AIM. Rewrite all the items below, swapping each "marker" for "point" and leaving everything else as it is.

MATERIAL FOR THIS TASK.
>> begin

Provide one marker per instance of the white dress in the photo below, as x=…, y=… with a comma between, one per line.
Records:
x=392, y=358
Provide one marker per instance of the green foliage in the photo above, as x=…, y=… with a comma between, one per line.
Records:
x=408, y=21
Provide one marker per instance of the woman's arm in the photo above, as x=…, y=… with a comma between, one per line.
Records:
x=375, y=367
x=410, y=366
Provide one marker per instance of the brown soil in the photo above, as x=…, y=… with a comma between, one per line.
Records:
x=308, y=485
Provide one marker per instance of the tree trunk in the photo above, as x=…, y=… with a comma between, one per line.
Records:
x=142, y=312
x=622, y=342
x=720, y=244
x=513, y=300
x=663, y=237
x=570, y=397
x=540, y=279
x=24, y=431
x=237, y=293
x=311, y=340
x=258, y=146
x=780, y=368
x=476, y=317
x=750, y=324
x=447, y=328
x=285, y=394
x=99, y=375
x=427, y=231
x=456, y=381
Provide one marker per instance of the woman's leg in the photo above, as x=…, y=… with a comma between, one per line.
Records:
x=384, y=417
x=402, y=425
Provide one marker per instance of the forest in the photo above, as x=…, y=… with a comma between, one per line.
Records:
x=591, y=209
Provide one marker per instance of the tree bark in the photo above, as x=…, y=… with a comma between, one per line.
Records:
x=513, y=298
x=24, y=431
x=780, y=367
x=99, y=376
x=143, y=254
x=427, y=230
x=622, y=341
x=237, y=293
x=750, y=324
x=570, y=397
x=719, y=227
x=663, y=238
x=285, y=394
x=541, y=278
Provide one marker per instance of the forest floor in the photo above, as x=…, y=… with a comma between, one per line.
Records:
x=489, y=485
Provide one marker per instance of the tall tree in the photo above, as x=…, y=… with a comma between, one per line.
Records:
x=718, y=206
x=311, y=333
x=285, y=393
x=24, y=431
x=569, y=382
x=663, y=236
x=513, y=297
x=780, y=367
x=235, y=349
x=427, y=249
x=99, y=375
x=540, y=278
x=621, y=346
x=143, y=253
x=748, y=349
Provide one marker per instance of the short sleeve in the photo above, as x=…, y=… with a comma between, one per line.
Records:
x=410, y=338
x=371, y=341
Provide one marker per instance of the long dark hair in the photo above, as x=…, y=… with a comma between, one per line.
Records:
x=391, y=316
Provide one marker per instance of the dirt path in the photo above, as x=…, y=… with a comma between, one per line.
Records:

>> end

FULL RESPONSE.
Provide one point per instance of the white dress in the photo below, as x=…, y=… with a comma between, one per line.
Records:
x=392, y=358
Provide one point per instance of the green foliage in the photo above, as x=…, y=… with a comma between, one per line.
Records:
x=408, y=21
Provide one point per instance of the woman's arm in the photo above, as x=…, y=… with a comma between, one per line.
Records:
x=375, y=367
x=410, y=366
Provide one point per instance of the brown soil in the photo above, as x=…, y=… with a comma between, one per line.
Records:
x=308, y=485
Provide one point per instance of the tree trunk in the photo above, as x=…, y=… with a comma between, one per line.
Records:
x=142, y=312
x=622, y=342
x=720, y=244
x=513, y=300
x=663, y=237
x=570, y=397
x=540, y=279
x=24, y=431
x=237, y=293
x=311, y=340
x=258, y=146
x=780, y=368
x=476, y=317
x=750, y=324
x=447, y=328
x=285, y=394
x=99, y=375
x=427, y=231
x=456, y=381
Provide one point per instance of the woman's leg in the photo above, as x=…, y=… with a comma between, one per line.
Records:
x=384, y=417
x=402, y=425
Provide one point per instance of the forest in the photo above, as x=…, y=… with a comma between, one per line.
Records:
x=591, y=209
Provide one point per instance of the tree bark in the photo above, as x=…, y=… with a comma between, one per line.
Records:
x=513, y=298
x=24, y=431
x=780, y=367
x=99, y=376
x=143, y=254
x=427, y=230
x=622, y=341
x=237, y=293
x=750, y=324
x=570, y=397
x=719, y=227
x=663, y=238
x=285, y=394
x=541, y=278
Provide one point per instance of the forest floor in the photo above, as x=…, y=… with a comma between, one per line.
Records:
x=489, y=485
Provide one point per instance of the tall tree in the photo above, as x=…, y=… with a comma between, one per line.
Records:
x=718, y=206
x=311, y=333
x=285, y=393
x=24, y=431
x=569, y=382
x=663, y=236
x=513, y=297
x=780, y=367
x=235, y=349
x=427, y=249
x=99, y=375
x=540, y=278
x=621, y=346
x=143, y=253
x=748, y=349
Provide one point per instance of the short sleeve in the photo above, as x=…, y=… with a comma between, one per line.
Records:
x=410, y=338
x=371, y=341
Provide one point per instance of the long dark hair in the photo above, as x=…, y=… with a comma between, one per line.
Records:
x=391, y=316
Provide one point per instance of the dirt path in the photo above, as x=…, y=… with a comma between, one per line.
Records:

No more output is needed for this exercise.